Point annotation dataset records:

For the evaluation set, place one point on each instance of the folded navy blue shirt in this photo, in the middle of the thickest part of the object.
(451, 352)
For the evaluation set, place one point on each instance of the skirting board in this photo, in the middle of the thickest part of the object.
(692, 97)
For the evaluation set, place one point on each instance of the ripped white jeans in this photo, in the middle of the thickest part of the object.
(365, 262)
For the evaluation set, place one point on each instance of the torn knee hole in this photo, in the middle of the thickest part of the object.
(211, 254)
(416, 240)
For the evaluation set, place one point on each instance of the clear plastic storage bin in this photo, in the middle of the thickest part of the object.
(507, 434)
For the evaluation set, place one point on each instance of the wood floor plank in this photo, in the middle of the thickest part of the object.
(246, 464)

_Short problem_: Copy the records above verbatim and leave nothing out.

_The answer_:
For the evaluation set, place one point on each instance of the folded navy blue shirt in this photo, in the middle of the thickest part of the object.
(451, 352)
For the evaluation set, place one point on each instance of the skirting board in this photo, in the middle of the thickest part of the object.
(692, 97)
For the evaluation set, place one point on each instance of the ripped white jeans in this photo, in the middle of the thickest part of the object.
(365, 262)
For the evaluation set, place one point on each instance of the torn knee hole in this photo, in the middle of the thickest part of the object.
(211, 254)
(416, 240)
For the evaluation set, place one point on each instance of the clear plastic storage bin in this photo, in the middle of the thickest part of the object.
(507, 434)
For the evaluation set, place one point on each instance of the wood floor plank in this photo, in the middle of the thickest part of the object.
(246, 464)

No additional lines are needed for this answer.